> [Supplied data]:

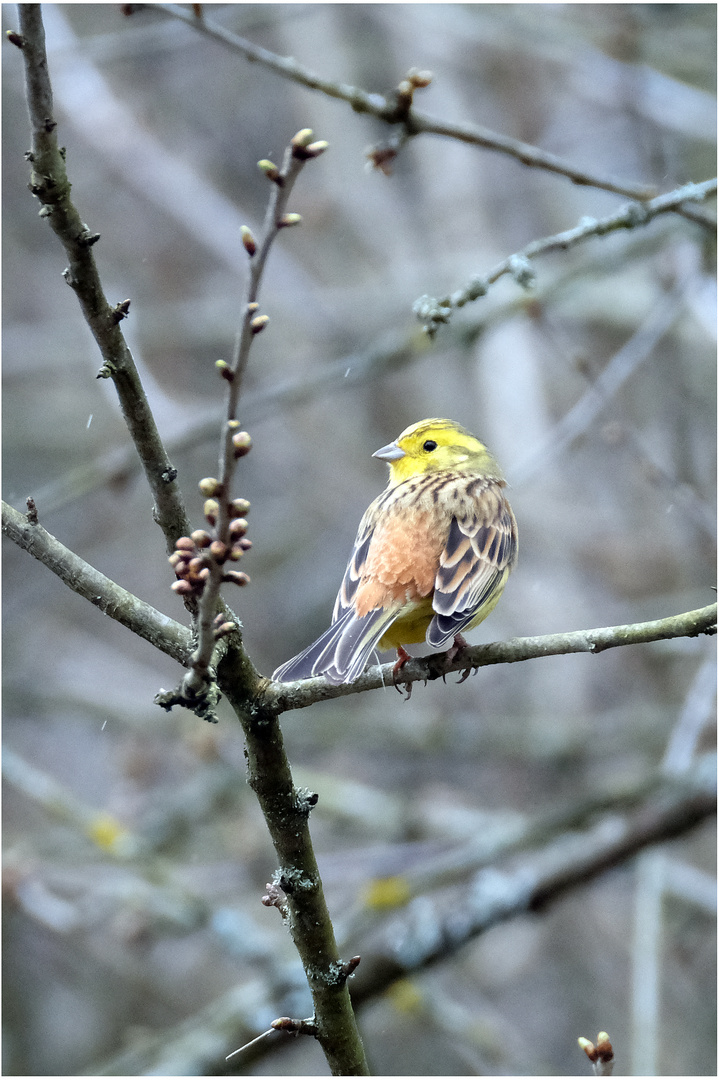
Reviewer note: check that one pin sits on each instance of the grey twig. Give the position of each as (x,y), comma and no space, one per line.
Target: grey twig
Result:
(143,619)
(435,311)
(283,697)
(614,375)
(394,110)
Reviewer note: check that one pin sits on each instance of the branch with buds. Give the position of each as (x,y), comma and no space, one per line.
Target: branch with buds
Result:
(201,559)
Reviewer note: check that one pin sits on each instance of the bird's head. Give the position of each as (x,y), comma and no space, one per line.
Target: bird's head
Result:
(436,445)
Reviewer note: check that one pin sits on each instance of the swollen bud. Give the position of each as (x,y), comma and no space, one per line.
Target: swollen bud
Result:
(242,444)
(302,138)
(269,169)
(247,240)
(209,486)
(201,538)
(314,149)
(239,507)
(211,510)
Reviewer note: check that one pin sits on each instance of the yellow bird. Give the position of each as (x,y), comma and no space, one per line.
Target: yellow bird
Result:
(431,559)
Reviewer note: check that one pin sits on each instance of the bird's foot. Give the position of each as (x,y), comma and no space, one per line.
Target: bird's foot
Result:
(458,645)
(403,657)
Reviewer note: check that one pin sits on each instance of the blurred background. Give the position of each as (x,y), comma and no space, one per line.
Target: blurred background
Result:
(106,945)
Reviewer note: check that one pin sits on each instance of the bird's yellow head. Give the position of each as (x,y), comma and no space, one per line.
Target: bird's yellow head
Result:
(435,445)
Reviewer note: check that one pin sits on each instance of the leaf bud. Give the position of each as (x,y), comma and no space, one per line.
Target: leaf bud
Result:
(182,588)
(302,138)
(211,510)
(238,527)
(201,538)
(242,443)
(247,240)
(209,486)
(314,149)
(269,169)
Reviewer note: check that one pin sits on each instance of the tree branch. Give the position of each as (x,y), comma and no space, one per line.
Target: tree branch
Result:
(391,110)
(49,183)
(282,697)
(653,810)
(416,940)
(171,637)
(436,311)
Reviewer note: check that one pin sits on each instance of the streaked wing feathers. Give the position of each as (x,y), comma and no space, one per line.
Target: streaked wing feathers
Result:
(342,651)
(478,555)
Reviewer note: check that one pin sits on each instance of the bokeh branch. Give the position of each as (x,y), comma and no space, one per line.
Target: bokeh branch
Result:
(433,311)
(605,833)
(50,185)
(124,607)
(394,109)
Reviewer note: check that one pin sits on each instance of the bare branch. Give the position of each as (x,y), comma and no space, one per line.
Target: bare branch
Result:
(282,697)
(436,311)
(50,184)
(417,939)
(390,109)
(143,619)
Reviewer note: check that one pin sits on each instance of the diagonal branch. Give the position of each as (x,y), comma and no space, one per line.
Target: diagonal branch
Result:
(434,311)
(50,184)
(391,110)
(143,619)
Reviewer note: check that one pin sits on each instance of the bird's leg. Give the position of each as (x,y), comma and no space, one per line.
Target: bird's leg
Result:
(403,657)
(456,647)
(453,651)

> [What is required]:
Render all the rows above as a Markdown table with the columns No. and Line, numbering each line and omitting blank lines. Leave the pictures out.

> [Result]:
| No. | Line |
|---|---|
| 1 | Reviewer note: check that one pin sits on each instance of the grey twig. Give the position of each as (x,y), comma and no space, one per line. |
| 2 | Target: grey twig |
| 3 | Result: |
| 4 | (143,619) |
| 5 | (435,311) |
| 6 | (283,697) |
| 7 | (614,375) |
| 8 | (394,110) |
| 9 | Reviewer note: check that one pin sits on each instance of the branch with buds. Give the position of each as (x,y), comma and no space, one per line. |
| 10 | Target: branch with buds |
| 11 | Result: |
| 12 | (201,559) |
| 13 | Reviewer note: check that one pin sits on each instance of the bird's head. Give the position of each as (x,y), comma and no space, one per line. |
| 14 | Target: bird's head |
| 15 | Result: |
| 16 | (436,445) |
| 17 | Reviewer note: check that one pin sits on each instance of the swollen bud. Give the position of each as (x,y), comma and no space, one per line. |
| 18 | Target: swollen bud |
| 19 | Result: |
| 20 | (242,444) |
| 21 | (302,138) |
| 22 | (269,169) |
| 23 | (247,240) |
| 24 | (209,486) |
| 25 | (201,538) |
| 26 | (314,149) |
| 27 | (239,507) |
| 28 | (211,510) |
| 29 | Reviewer note: check that one pin sits on each instance of the yellow bird. Give the position of each as (x,y), comma and no space, one per line. |
| 30 | Target: yellow bird |
| 31 | Result: |
| 32 | (431,559) |
| 33 | Reviewer note: check that one pin sits on each instance of the bird's foot. Give the position of each as (x,y), comma and no space, one per line. |
| 34 | Target: bird's foot |
| 35 | Result: |
| 36 | (458,645) |
| 37 | (403,657) |
| 38 | Reviewer note: check that one pin sits on each instance of the blurred background. Give the position of each as (x,y), comma and no space, one per line. |
| 39 | Target: blurred background |
| 40 | Result: |
| 41 | (106,945) |
| 42 | Reviewer note: check that one pin sits on each instance of the bird's yellow head. Give the position of each as (x,y), comma and no space, one per line. |
| 43 | Target: bird's yellow head |
| 44 | Result: |
| 45 | (435,445) |
| 46 | Reviewer note: check that one pin sits on each instance of the leaf bud. Give the position of each as (x,y), comma and no space, one per line. |
| 47 | Target: leaf bud |
| 48 | Result: |
| 49 | (182,588) |
| 50 | (302,138) |
| 51 | (211,510) |
| 52 | (238,527) |
| 53 | (201,538) |
| 54 | (242,443) |
| 55 | (247,240) |
| 56 | (209,486) |
| 57 | (314,149) |
| 58 | (269,169) |
| 59 | Reviewer note: check that one pin sits on each instance of the tree branch. Give the position of each as (x,y), comma and no space, one per line. |
| 60 | Target: tree branch |
| 61 | Result: |
| 62 | (391,110) |
| 63 | (49,183) |
| 64 | (282,697) |
| 65 | (653,810) |
| 66 | (416,940) |
| 67 | (171,637) |
| 68 | (436,311) |
| 69 | Reviewer note: check that one pin sits on each instance of the streaked wing feathers. Give the position of each as (x,y), comma and no space, one per line. |
| 70 | Target: streaked wing feathers |
| 71 | Result: |
| 72 | (342,651) |
| 73 | (478,555) |
| 74 | Reviewer note: check that one pin sits on each instance of the bokeh branch. Give the position of each as (x,y), comma and no space, one per line. |
| 75 | Target: bokeh branch |
| 76 | Result: |
| 77 | (433,311) |
| 78 | (605,833) |
| 79 | (50,185) |
| 80 | (124,607) |
| 81 | (394,109) |
| 82 | Reviewer note: check that one pin sits on each instance of the bare branch. Give the position of each as (x,y), comma and no space, one per line. |
| 83 | Target: bare branch |
| 84 | Result: |
| 85 | (282,697) |
| 86 | (436,311) |
| 87 | (50,184) |
| 88 | (417,939) |
| 89 | (390,109) |
| 90 | (143,619) |
| 91 | Reviewer note: check that one pin sits on each instance of the diagonal branch. Give the position of each as (x,y), comma and no space, one per line. |
| 92 | Target: diagonal branch |
| 93 | Result: |
| 94 | (434,311) |
| 95 | (50,184) |
| 96 | (391,110) |
| 97 | (143,619) |
| 98 | Reviewer note: check that one pin sits on each instance of the bird's leg. Give the position of each as (x,y), comma and no space, one per line. |
| 99 | Target: bird's leg |
| 100 | Result: |
| 101 | (403,657) |
| 102 | (456,647) |
| 103 | (453,651) |